* WHAT IS EXPECTED: State how many lines of the listing below contain the string "shoe", giving the number alone. Matching is case-sensitive.

* Stored records:
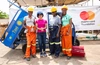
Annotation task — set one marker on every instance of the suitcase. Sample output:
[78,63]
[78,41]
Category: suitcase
[78,51]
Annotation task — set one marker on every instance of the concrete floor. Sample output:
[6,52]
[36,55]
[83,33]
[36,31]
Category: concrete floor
[15,57]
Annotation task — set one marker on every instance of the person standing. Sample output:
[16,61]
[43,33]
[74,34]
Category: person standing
[66,32]
[54,31]
[30,27]
[41,25]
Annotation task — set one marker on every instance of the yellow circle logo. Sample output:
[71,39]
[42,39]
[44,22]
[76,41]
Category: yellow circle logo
[19,23]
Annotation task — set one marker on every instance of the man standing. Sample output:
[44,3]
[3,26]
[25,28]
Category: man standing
[30,34]
[54,31]
[66,32]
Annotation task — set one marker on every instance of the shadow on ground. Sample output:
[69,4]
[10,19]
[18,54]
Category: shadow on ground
[15,57]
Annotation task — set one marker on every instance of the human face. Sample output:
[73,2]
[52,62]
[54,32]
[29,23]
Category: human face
[64,11]
[40,16]
[30,13]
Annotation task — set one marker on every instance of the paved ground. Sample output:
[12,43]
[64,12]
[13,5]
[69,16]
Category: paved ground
[15,57]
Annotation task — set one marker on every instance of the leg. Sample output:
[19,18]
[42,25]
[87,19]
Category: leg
[57,46]
[27,53]
[44,44]
[44,41]
[52,45]
[40,42]
[33,47]
[63,45]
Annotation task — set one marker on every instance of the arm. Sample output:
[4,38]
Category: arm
[70,23]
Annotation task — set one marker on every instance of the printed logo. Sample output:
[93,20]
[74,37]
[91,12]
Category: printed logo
[87,15]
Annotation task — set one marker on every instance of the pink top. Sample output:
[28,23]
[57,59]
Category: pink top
[41,24]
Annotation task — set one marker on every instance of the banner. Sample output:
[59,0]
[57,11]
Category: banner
[83,17]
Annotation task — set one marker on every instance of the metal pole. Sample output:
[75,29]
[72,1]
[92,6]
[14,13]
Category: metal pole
[92,2]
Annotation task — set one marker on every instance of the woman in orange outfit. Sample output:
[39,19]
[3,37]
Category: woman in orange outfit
[66,32]
[29,21]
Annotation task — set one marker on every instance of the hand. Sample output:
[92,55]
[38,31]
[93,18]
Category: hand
[42,29]
[57,35]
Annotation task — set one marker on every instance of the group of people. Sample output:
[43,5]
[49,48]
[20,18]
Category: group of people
[59,30]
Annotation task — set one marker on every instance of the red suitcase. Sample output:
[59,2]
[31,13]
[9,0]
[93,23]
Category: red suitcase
[78,51]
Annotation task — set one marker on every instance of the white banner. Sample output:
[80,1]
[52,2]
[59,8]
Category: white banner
[84,18]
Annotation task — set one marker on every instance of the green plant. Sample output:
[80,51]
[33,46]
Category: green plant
[3,15]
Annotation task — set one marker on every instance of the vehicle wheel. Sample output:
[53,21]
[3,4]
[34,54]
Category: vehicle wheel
[77,43]
[24,48]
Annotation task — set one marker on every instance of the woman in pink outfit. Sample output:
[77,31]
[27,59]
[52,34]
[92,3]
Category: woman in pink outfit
[41,25]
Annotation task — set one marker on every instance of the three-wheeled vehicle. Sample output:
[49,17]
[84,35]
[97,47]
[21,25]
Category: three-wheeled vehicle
[14,34]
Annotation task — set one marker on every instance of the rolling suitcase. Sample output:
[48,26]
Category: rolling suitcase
[78,51]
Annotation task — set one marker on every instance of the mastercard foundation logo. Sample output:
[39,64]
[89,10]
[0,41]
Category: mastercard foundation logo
[87,15]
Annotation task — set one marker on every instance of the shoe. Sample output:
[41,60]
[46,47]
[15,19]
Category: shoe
[28,59]
[34,56]
[56,56]
[45,55]
[69,57]
[51,54]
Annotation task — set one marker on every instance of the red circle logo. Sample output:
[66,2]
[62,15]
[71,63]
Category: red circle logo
[87,15]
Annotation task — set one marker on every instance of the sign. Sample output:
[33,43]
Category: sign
[83,17]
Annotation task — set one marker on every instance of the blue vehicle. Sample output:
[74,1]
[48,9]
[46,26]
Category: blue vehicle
[14,34]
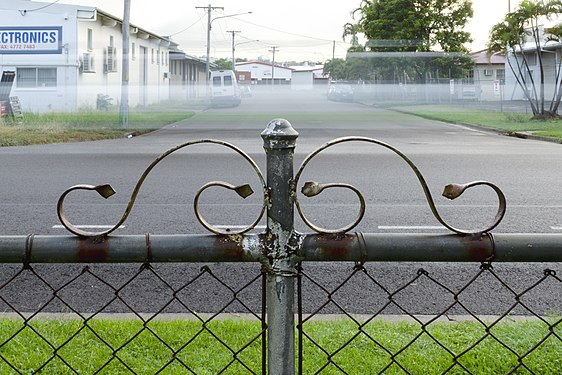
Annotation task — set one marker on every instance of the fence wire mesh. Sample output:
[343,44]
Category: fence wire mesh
[364,318]
[121,319]
[422,324]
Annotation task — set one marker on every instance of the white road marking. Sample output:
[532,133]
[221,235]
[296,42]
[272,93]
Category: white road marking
[88,226]
[237,226]
[411,227]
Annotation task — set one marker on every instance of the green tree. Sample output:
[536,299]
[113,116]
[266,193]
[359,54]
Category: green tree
[423,25]
[521,37]
[395,27]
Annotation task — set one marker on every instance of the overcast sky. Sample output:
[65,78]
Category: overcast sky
[300,30]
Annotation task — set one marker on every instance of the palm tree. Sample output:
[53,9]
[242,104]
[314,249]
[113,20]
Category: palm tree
[351,29]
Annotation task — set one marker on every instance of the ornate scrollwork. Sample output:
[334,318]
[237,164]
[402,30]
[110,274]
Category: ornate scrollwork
[107,191]
[451,191]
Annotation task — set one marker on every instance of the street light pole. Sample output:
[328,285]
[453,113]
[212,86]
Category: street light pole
[209,9]
[273,49]
[125,31]
[233,45]
[210,20]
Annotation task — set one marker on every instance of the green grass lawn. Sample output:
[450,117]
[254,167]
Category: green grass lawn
[234,345]
[507,122]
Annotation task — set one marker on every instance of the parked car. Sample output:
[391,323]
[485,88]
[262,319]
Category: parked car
[341,91]
[224,89]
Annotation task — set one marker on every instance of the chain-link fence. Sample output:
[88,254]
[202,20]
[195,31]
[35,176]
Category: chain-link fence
[351,318]
[281,302]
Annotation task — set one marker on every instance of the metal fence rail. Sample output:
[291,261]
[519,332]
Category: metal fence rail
[277,274]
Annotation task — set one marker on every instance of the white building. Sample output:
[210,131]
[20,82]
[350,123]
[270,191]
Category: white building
[65,55]
[263,73]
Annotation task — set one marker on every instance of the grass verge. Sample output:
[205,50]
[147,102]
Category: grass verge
[124,346]
[83,126]
[505,122]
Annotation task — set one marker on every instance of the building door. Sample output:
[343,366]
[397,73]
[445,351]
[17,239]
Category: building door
[143,79]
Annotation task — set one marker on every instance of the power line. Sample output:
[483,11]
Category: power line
[24,11]
[285,32]
[189,27]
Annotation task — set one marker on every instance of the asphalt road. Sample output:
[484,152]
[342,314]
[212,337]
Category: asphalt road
[527,171]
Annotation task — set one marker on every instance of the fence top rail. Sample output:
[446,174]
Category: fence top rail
[358,247]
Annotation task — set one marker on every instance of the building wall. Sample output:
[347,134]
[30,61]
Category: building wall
[261,72]
[78,83]
[149,65]
[489,79]
[56,93]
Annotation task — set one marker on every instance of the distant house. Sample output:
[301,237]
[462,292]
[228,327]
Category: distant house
[306,77]
[64,56]
[263,73]
[551,55]
[187,76]
[488,74]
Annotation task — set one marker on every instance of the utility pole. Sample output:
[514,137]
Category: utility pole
[125,31]
[273,49]
[209,9]
[233,33]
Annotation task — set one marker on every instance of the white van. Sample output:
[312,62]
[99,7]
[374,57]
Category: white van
[224,88]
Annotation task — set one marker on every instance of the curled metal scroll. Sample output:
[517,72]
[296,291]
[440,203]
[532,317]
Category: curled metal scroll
[107,191]
[451,191]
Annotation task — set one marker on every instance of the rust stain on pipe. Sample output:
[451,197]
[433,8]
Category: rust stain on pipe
[93,250]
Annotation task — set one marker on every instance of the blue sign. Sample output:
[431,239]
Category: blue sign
[31,40]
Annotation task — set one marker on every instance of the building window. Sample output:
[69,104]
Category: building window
[469,78]
[90,39]
[500,75]
[36,77]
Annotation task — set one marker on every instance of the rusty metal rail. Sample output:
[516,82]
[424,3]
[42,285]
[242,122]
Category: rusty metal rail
[358,247]
[280,249]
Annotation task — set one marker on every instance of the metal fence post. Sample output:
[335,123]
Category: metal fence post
[279,144]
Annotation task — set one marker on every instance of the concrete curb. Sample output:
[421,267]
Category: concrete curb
[522,135]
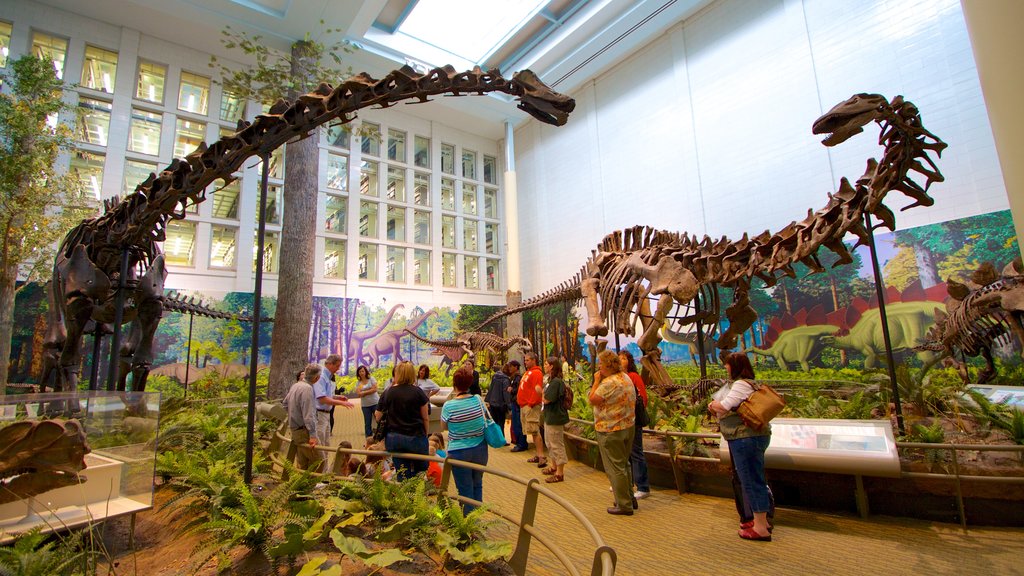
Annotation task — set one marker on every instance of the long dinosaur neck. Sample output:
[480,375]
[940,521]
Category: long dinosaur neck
[183,182]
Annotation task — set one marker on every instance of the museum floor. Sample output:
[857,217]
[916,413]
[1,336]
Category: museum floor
[675,534]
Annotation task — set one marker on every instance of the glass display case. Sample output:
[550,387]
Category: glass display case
[116,477]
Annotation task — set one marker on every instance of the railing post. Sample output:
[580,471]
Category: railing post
[518,561]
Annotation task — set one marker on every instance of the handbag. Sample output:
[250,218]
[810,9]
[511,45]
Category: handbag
[493,434]
[759,408]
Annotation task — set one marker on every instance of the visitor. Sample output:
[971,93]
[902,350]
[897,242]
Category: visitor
[499,397]
[638,462]
[406,406]
[470,365]
[326,398]
[555,418]
[299,404]
[515,427]
[747,445]
[613,399]
[366,388]
[464,419]
[529,399]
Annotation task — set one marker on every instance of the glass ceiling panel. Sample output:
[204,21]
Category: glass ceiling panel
[482,25]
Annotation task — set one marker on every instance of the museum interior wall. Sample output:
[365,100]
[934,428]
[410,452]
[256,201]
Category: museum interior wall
[707,130]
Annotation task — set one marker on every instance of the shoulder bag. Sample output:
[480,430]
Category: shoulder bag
[759,408]
[493,434]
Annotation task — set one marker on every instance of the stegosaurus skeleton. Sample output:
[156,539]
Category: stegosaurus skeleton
[630,266]
[88,263]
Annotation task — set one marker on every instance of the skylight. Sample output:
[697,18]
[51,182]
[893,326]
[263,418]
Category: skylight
[471,30]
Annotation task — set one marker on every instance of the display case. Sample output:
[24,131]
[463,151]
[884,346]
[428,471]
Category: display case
[120,429]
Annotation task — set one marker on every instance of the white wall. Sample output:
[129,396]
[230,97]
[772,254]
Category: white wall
[707,129]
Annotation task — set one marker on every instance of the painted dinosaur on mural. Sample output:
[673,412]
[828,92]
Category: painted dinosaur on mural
[37,456]
[983,314]
[470,343]
[631,268]
[123,243]
[389,343]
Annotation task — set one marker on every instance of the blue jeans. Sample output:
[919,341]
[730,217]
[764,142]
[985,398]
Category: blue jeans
[520,439]
[469,483]
[639,463]
[368,420]
[749,456]
[406,467]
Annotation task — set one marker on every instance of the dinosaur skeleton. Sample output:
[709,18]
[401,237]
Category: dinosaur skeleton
[631,269]
[472,342]
[88,265]
[982,314]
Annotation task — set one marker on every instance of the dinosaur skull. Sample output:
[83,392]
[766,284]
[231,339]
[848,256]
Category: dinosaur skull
[848,118]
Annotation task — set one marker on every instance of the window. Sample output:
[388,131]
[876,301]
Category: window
[223,242]
[187,135]
[135,173]
[225,200]
[337,172]
[194,94]
[395,271]
[469,233]
[88,168]
[99,69]
[395,146]
[421,189]
[448,159]
[337,214]
[469,164]
[421,152]
[491,169]
[448,194]
[334,258]
[421,268]
[448,232]
[271,251]
[448,270]
[179,243]
[371,138]
[468,199]
[489,203]
[95,124]
[396,223]
[337,134]
[396,183]
[368,219]
[145,131]
[152,78]
[274,204]
[50,48]
[5,29]
[421,227]
[492,275]
[232,108]
[368,179]
[368,261]
[471,268]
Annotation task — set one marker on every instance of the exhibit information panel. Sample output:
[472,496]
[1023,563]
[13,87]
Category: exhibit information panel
[857,447]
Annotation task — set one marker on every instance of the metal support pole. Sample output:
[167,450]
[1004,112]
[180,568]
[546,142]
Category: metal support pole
[119,314]
[881,292]
[257,296]
[192,317]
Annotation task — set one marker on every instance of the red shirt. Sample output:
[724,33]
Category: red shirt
[531,380]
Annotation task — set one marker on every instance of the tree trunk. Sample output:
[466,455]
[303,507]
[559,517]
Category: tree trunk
[295,281]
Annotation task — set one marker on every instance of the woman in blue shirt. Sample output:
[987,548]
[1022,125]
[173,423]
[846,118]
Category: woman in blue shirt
[463,416]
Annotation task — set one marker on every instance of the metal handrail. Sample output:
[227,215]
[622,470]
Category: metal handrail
[604,557]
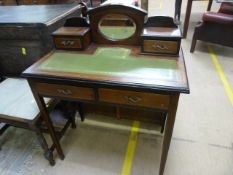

* SOLUTION TO THIS EXERCISE: 2